■ **Exercise aim**
Make an exact copy of all the entries below, with the pictures left out.

■ **Exercise material**
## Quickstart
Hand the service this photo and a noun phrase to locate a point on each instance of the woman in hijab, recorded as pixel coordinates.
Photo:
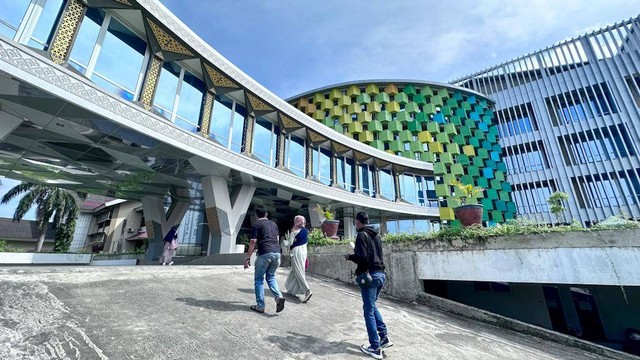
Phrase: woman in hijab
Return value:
(296, 282)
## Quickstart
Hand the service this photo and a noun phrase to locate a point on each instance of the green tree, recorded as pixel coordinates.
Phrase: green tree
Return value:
(52, 203)
(556, 200)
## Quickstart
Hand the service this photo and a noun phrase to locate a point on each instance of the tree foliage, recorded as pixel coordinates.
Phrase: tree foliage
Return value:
(52, 203)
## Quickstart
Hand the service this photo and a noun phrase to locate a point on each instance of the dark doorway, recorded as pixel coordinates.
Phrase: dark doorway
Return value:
(554, 306)
(436, 287)
(588, 314)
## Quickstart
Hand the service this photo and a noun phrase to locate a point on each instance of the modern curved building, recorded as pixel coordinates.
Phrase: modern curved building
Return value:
(120, 98)
(447, 126)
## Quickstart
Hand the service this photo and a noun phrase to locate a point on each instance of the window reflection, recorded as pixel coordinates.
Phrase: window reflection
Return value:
(386, 185)
(115, 61)
(221, 119)
(346, 176)
(11, 16)
(44, 27)
(295, 155)
(264, 140)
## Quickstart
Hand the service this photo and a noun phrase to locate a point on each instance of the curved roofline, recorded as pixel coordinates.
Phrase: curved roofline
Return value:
(390, 81)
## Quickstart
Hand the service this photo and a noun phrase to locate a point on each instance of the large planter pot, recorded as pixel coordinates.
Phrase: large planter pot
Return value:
(469, 214)
(330, 228)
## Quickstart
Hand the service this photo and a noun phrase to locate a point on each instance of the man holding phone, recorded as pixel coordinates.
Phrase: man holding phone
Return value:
(368, 256)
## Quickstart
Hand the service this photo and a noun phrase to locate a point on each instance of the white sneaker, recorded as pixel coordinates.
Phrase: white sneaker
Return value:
(307, 296)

■ **Your solution**
## Quickstart
Hand the service this photo and a noun phrase to locate a point on each instance of the woman in hijab, recorded as pixel coordinates.
Photo:
Phrase: woman in hijab
Return value:
(296, 282)
## Quickstart
Hand the service this photo and a noun phrase to locate a point on each instance of the green tree, recorded as pixel coordinates.
Phrase: green tree
Return value:
(52, 203)
(556, 200)
## Quickstart
Hand the service this photo and a noun phrase to locate a point on each instance of the tree foliage, recorded as pixel coordinates.
Phrase: tree foliage
Return value:
(52, 203)
## Quickstart
Hand the service this photo and a noun phrase to locate a point on each instance of the dark doorway, recorded as pixel coordinates.
Phrase: dark doorway
Return value:
(554, 306)
(436, 287)
(588, 314)
## Quickstart
Hand the service this photo and a noun phrase to locate a point on each instance of the modern curved building, recorded as pixel coordinates.
Phrase: modern curved building
Return value:
(120, 98)
(447, 126)
## Quickstart
Hand the service this photo and a noun phrase to locate a point on each instance of the window reflection, recorded as pixel coordinates.
Phrase: window reflection
Return value:
(386, 185)
(115, 61)
(221, 119)
(346, 176)
(11, 16)
(44, 27)
(295, 155)
(264, 140)
## Quickstart
Hand the service this photo and a noun phrase to locate a point on each instance of the curved roofline, recorded as pixel coordinates.
Phrase: curved roofline
Return value:
(390, 81)
## Quickstart
Hand the service this photo and a noun phrase to locate a point on each instance of the large planter pot, recorded as pixel coordinates.
Phrase: large planter pot
Return value:
(469, 214)
(330, 228)
## Quickstart
Hand the service this photo and a noun phrase to locate a point on each instance of the man holding phone, recorded as pixel coordinates.
Phrase: man holding phone
Return value:
(368, 256)
## Quickstart
Hand the service this photo and a noun phrase to locate a point on each instance of the white sneaker, recorded as pixel coordinates.
Phrase: white sneaker
Return value:
(307, 296)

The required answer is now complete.